▶ **TEXT TO READ**:
Michael Pinter Jr. emerges, beaming, from a white stretch limousine, August 1994 Penthouse Pet Alex Taylor at his side. Pinter works his way down the line of guests massed outside Club Juana, the Casselberry strip club that has been his family’s business for 43 years. The crowd winds around the building; this is the final night of a run that’s seen everything from culture wars to bottomless waitresses, the birth of mud wrestling to a world-famous production of Shakespeare in the nude, and everyone wants in.

Camera flashes erupt into a sea of sparks. One of Pinter’s bar managers works the front door, a mirrored portal that swings open to reveal 350 or so people already jammed inside the club. The smoke, sweat and perfume billowing out stings both the eye and the septum.

It’s hotter inside the club than outside. The air pulses with bass, phero-mones and a sense of urgency. Tonight, June 17, Club Juana is a debauch of sweat-soaked bras, panties, garters, folded currency, beer bottles, glittering lips and abandon.

Finally, Pinter and Taylor make their entry by squeezing themselves through the door. The ring of patrons around the bar is five deep. There is no room to sit or stand, so guests dance on their toes to catch flickers of the stage, where a dancer named Star slithers around from brass pole to brass pole. She tries to catch one of the poles and swing around it, but her sweaty hands allow no sure grip. She locks her leg around the pole, lowers her torso and hikes her ass high in the air; holding herself steady to the pole with her right hand and leg; with her left hand she slaps down hard on her left butt cheek. Sweat from her ass splashes men holding firm to the edge of the pink vinyl stage. A besotted patron raises his sweat-christened glasses high in the air like a trophy, yelling “Woot-woo! Woot-woo!”

Welcome to Charlie’s

In the 1930s, Charlie Cook built Charlie’s Bar at the corner of U.S. 17-92 and State Road 436. Cook sold the dirt-floored bar to Mary and Michael Pinter Sr. in 1963. Shortly thereafter, Mary renamed the bar “Club Juana”; famously, no one in the family remembers why.

Club Juana thrived in the early 1960s, hosting luminaries like Fats Domino and Jerry Lee Lewis. Then the Sanford Naval Air Station closed in 1968 and the stream of thirsty sailors dried up.

▶ **ENTRIES**:
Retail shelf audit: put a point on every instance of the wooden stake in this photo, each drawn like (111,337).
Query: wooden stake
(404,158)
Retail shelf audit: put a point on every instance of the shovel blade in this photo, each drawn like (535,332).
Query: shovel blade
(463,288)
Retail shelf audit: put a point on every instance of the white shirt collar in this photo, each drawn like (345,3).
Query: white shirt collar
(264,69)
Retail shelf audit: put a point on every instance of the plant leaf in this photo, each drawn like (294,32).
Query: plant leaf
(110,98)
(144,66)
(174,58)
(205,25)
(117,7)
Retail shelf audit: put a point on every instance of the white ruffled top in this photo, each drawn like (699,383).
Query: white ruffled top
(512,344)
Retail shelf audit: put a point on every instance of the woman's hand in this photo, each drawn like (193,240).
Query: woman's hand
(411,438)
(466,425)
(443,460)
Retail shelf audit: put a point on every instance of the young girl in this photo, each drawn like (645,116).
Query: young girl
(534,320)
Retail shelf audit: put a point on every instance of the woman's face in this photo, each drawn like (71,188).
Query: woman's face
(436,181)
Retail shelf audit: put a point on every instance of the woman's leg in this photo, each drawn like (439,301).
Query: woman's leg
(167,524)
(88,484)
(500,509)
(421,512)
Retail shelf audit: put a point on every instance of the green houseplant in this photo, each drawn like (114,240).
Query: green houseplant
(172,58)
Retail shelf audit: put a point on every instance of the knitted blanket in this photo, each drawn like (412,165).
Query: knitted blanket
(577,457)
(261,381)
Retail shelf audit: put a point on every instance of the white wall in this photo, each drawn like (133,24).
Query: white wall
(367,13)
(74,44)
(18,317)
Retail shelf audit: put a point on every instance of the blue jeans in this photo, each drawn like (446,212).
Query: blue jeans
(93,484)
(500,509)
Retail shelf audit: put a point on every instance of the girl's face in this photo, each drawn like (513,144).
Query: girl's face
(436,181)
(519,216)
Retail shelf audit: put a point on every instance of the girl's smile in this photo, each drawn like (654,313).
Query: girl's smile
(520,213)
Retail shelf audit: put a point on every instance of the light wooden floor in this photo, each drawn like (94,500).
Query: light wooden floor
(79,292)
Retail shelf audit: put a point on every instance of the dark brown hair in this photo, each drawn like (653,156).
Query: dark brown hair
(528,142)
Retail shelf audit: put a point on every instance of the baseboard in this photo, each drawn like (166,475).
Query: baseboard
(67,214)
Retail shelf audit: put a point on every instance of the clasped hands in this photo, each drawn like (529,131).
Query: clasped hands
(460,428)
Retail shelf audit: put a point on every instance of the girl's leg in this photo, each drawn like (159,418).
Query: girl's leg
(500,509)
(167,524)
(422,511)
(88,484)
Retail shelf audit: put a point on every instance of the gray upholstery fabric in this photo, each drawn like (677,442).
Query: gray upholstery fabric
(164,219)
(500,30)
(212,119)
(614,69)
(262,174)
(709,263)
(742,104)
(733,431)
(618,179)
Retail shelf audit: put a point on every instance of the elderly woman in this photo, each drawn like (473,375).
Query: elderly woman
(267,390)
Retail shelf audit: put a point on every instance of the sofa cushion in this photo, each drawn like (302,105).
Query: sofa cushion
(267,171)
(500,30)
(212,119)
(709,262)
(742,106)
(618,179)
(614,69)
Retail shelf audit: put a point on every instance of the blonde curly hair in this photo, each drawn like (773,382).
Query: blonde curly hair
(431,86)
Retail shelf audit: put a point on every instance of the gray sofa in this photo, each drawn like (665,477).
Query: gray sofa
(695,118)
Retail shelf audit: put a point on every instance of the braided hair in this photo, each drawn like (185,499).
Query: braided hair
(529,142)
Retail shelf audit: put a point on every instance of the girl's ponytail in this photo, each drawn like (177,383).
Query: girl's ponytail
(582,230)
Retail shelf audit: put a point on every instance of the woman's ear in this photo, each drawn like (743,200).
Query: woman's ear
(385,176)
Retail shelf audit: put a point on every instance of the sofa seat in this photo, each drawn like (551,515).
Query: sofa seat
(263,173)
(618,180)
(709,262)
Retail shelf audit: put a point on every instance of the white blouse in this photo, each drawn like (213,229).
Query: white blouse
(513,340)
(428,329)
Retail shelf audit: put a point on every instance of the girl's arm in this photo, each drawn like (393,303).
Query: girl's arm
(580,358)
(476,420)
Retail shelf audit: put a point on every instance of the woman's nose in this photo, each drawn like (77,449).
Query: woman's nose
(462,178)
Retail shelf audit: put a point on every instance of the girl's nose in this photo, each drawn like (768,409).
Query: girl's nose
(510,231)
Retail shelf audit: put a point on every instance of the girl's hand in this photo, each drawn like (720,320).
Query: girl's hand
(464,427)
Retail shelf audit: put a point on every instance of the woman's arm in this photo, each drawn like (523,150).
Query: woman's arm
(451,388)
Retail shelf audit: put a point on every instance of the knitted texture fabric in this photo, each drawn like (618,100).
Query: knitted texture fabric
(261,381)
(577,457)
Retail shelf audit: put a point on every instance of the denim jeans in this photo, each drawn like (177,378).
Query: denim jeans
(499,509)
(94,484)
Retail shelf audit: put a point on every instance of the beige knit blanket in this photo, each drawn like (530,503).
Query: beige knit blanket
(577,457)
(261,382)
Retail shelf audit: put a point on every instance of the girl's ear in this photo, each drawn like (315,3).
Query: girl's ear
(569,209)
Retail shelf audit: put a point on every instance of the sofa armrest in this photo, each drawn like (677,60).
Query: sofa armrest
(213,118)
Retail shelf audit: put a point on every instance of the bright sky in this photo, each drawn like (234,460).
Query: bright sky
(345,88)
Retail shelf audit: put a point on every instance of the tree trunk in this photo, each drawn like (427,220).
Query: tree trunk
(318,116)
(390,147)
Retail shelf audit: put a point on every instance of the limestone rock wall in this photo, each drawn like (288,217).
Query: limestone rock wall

▶ **DESCRIPTION OF THE TASK**:
Carry on the account of Club Juana, starting right after its last sentence.

▶ **FINAL ANSWER**:
Michael Pinter Sr. was faced with the task of keeping his family’s business afloat. He tried cardboard cutouts of nude women slithering along the club’s walls on mechanized tracks. It had the desired effect; he noted the mesmerizing effect the female form had on his male customers.

Meanwhile, Michael Jr. was moving up in the family business. He started as a parking lot attendant, became a bartender and eventually took over as manager. Michael Jr. inherited his father’s knack for inventing ways to get customers through the door

“Business was slow,” says Michael Jr., now 61. “I couldn’t afford a professional road girl, so I hired a female impersonator.” Then, in 1968, he hit on a big idea: topless waitresses. Club Juana became one of the first topless bars in Central Florida.

In 1969, Michael Pinter Sr. drowned in a boating accident, leaving Michael Jr. in charge at age 25. Since the topless thing worked, he reasoned, why not have the waitresses go bottomless too? That decision marked the beginning of a long, adversarial relationship with the city and Seminole County.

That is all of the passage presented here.